EXERCISE MATERIAL =

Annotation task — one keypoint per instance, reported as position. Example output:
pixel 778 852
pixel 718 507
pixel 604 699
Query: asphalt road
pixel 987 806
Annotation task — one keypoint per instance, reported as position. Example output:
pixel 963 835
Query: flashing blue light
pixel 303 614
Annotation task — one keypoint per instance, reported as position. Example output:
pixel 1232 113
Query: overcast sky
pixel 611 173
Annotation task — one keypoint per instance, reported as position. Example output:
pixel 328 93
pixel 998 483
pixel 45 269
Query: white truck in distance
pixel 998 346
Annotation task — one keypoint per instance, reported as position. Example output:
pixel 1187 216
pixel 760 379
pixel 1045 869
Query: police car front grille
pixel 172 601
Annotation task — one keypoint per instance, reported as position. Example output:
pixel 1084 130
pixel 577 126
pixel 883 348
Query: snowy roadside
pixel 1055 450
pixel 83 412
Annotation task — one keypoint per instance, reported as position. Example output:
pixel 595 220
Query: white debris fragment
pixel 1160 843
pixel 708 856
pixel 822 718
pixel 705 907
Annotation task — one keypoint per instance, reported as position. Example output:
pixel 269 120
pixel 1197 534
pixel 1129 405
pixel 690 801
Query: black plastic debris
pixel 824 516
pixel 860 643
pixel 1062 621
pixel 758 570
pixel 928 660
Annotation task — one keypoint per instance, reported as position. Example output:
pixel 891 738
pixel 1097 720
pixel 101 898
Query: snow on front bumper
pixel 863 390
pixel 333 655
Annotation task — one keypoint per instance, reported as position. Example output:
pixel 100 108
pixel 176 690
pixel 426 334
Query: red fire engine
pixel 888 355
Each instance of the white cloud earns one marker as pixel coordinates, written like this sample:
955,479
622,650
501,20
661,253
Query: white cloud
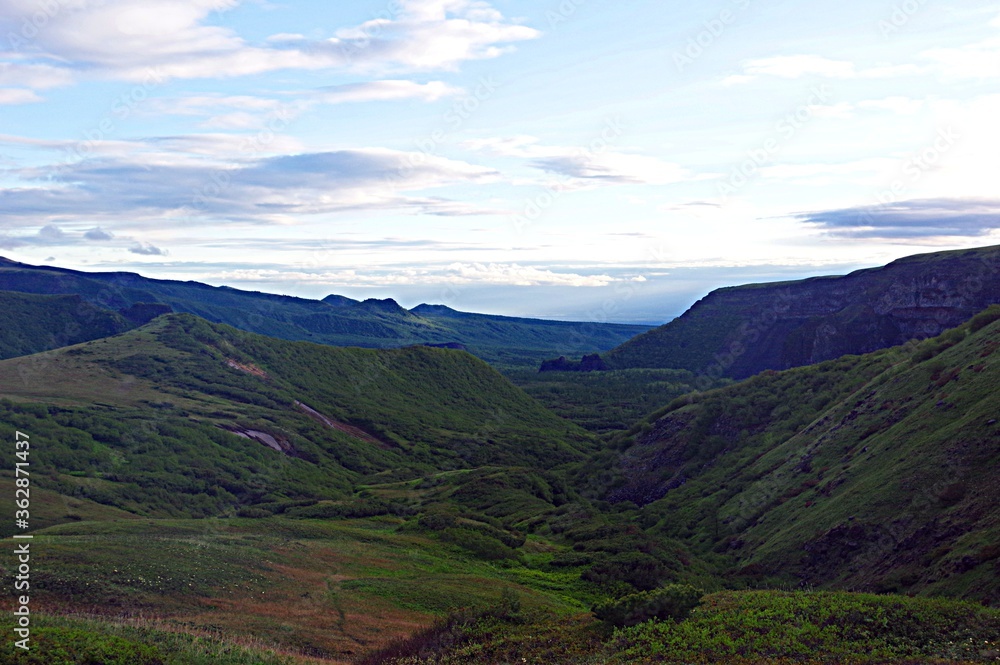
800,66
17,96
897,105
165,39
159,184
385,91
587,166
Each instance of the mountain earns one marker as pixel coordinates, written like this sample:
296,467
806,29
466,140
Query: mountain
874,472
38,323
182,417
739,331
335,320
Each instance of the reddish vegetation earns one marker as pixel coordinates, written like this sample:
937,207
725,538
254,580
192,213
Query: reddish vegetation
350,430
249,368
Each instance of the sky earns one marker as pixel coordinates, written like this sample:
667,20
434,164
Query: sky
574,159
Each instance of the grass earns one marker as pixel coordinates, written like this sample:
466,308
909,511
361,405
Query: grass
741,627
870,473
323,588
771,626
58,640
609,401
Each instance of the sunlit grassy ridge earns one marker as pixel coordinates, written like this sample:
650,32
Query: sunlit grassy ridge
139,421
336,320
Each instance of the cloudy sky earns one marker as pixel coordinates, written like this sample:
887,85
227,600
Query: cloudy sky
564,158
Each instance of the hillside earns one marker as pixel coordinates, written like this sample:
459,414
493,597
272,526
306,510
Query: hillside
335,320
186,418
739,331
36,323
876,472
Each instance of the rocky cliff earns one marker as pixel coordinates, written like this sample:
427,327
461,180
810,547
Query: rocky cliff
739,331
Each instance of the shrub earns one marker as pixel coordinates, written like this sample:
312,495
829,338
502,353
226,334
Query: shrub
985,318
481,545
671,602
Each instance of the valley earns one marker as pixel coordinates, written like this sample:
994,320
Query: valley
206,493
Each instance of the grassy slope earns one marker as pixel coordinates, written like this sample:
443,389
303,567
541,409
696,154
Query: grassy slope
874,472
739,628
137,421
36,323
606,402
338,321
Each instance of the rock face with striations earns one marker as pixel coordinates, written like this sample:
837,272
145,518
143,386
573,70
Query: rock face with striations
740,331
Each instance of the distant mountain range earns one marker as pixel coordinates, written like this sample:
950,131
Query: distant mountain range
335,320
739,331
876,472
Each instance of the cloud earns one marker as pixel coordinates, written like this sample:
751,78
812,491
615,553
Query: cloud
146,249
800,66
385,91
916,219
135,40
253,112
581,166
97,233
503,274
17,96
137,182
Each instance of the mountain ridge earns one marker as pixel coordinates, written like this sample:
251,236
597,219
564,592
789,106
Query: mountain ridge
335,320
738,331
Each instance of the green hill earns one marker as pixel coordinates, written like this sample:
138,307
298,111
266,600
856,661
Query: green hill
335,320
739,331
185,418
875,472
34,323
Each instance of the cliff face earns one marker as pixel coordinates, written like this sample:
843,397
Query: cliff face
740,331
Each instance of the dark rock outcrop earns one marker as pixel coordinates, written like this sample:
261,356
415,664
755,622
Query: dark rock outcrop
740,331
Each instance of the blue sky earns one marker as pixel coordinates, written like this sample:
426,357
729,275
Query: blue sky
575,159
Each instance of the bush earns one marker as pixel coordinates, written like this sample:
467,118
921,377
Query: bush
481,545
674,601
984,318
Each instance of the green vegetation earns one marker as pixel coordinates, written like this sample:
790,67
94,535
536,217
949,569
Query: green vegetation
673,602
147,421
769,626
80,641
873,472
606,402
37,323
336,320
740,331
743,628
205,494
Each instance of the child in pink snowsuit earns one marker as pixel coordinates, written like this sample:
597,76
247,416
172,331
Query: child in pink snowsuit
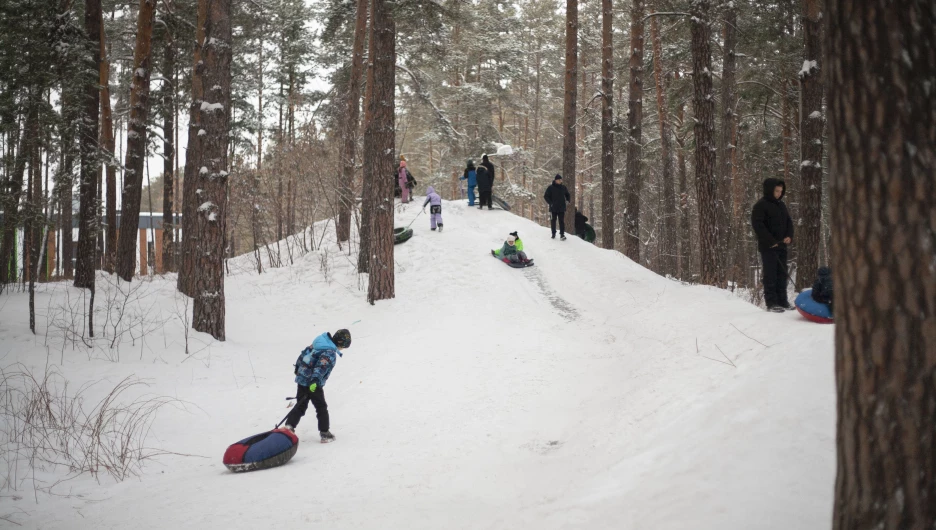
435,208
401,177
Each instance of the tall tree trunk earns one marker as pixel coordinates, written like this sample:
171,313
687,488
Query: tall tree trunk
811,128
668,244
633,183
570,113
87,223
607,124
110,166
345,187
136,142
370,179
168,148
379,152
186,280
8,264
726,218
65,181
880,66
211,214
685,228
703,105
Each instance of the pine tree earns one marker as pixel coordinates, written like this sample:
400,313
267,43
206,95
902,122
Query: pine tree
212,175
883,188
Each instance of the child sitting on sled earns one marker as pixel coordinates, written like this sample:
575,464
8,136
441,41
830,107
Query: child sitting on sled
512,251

...

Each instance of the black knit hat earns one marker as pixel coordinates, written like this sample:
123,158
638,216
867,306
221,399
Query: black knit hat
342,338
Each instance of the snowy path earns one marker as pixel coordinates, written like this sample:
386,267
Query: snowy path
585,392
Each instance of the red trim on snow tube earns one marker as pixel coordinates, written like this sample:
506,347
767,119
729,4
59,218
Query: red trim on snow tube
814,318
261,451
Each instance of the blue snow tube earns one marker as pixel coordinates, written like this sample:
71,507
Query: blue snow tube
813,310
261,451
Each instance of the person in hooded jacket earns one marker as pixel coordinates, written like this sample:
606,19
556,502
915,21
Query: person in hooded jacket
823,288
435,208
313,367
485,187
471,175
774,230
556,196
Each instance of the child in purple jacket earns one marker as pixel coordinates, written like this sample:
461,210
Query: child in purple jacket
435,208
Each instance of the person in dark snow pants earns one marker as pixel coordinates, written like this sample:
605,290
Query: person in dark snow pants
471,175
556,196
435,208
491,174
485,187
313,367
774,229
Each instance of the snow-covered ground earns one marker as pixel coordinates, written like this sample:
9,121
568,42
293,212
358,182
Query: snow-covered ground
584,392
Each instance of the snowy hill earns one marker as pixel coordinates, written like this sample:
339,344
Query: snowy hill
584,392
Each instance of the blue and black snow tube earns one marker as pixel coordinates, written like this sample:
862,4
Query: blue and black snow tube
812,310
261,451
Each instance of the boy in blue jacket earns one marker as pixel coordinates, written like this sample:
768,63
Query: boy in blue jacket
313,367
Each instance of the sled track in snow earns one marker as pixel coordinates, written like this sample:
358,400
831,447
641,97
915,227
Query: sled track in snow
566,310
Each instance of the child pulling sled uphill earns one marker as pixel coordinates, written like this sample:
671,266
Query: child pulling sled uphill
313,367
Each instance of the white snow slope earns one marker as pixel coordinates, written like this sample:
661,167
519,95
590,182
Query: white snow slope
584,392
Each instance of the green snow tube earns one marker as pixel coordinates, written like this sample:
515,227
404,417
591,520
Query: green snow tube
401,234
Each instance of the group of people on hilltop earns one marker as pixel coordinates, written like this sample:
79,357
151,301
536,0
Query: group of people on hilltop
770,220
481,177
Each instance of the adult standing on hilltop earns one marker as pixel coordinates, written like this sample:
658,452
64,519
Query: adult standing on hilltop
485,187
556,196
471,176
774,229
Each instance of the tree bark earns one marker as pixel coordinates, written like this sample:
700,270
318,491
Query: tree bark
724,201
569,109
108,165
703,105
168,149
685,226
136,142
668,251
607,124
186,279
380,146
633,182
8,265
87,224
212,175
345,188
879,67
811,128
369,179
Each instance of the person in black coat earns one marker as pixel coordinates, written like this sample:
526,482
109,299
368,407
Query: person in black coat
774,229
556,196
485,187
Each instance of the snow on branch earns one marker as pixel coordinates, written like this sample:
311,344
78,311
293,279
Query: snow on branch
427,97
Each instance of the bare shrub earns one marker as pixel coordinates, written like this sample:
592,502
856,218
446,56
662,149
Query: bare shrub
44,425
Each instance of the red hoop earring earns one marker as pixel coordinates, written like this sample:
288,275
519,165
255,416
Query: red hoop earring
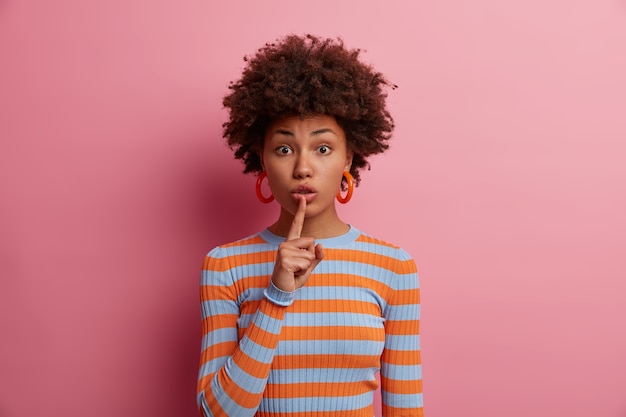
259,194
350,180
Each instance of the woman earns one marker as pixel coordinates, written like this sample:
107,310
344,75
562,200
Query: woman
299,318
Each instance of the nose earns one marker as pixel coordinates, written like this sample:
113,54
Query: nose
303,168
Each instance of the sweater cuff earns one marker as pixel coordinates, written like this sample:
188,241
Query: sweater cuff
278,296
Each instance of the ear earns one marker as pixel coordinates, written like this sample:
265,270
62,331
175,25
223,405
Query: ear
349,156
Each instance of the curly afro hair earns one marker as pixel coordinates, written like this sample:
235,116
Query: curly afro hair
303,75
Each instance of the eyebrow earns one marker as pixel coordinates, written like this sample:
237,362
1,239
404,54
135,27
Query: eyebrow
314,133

---

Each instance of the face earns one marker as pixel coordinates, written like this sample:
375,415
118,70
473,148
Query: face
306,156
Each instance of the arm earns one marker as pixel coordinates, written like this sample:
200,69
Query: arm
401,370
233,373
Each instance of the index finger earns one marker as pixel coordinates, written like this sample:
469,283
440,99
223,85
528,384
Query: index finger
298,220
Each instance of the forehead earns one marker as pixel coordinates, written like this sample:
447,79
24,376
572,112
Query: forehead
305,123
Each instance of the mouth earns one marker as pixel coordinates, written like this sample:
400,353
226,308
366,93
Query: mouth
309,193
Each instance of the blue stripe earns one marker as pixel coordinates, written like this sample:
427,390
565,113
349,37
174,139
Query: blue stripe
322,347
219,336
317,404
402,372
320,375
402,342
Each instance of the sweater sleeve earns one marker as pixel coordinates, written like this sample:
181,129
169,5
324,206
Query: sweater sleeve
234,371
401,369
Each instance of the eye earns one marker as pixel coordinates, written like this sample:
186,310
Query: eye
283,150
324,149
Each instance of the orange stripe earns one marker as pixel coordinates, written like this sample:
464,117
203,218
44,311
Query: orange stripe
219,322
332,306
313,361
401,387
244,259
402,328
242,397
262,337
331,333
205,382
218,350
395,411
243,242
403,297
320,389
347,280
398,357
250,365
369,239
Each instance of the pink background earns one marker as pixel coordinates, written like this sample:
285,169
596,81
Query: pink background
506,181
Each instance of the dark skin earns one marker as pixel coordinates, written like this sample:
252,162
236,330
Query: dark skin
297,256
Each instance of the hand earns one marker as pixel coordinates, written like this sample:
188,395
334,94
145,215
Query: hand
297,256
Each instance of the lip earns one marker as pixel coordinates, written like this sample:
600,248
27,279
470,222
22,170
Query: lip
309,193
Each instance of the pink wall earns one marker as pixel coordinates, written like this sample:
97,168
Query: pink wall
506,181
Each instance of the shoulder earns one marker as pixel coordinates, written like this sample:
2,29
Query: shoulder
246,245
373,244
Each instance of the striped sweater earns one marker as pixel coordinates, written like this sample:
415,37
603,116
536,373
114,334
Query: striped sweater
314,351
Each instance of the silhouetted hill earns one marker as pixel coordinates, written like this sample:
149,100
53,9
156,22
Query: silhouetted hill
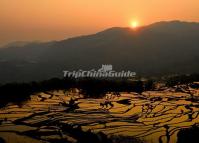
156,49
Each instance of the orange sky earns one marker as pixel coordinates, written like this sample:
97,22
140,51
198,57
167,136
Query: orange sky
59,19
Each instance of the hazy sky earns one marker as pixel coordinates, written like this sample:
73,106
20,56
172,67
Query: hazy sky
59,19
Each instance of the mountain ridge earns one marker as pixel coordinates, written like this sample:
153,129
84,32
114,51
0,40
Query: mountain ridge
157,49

GOAL =
Show each line of the entries above that contains the string "slope", counting only matches with the same case.

CORRECT OUTPUT =
Each instance of the grassy slope earns one marker as pixel coordinates, written like this sample:
Query: grassy slope
Each instance of the white snow slope earns one marker as pixel coordinates, written like this sample:
Query: white snow slope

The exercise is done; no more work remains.